- **Exercise aim**
Every line of the entries below from the one containing "column 834, row 379" to the one containing "Query: blue hoodie", both ends included, must be written out exactly. No other line belongs in the answer.

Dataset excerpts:
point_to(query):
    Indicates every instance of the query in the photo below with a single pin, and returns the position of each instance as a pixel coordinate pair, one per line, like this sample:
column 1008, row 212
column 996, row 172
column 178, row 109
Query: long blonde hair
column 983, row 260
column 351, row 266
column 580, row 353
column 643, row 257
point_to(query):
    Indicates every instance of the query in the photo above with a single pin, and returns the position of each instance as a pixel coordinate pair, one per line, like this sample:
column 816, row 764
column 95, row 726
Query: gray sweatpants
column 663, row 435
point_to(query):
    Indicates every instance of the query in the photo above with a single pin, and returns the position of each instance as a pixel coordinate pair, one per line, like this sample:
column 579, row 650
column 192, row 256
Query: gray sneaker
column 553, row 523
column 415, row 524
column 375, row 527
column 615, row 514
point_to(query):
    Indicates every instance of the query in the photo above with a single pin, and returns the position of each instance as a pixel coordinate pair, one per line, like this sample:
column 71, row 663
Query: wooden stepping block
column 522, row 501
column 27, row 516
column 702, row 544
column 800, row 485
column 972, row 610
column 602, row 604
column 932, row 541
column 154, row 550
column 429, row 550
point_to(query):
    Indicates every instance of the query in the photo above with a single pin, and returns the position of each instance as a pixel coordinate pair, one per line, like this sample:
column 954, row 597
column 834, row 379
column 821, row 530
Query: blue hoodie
--
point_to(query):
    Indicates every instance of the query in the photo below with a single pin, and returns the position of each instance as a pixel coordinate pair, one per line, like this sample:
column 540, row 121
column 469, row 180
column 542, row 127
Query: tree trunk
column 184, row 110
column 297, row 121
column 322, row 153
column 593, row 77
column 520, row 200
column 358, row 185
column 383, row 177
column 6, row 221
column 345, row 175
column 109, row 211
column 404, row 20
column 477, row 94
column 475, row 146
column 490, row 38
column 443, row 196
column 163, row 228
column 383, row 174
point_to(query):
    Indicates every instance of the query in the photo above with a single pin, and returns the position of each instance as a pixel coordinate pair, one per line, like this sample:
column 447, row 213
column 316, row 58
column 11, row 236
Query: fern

- **Answer space**
column 834, row 379
column 821, row 530
Query: blue hoodie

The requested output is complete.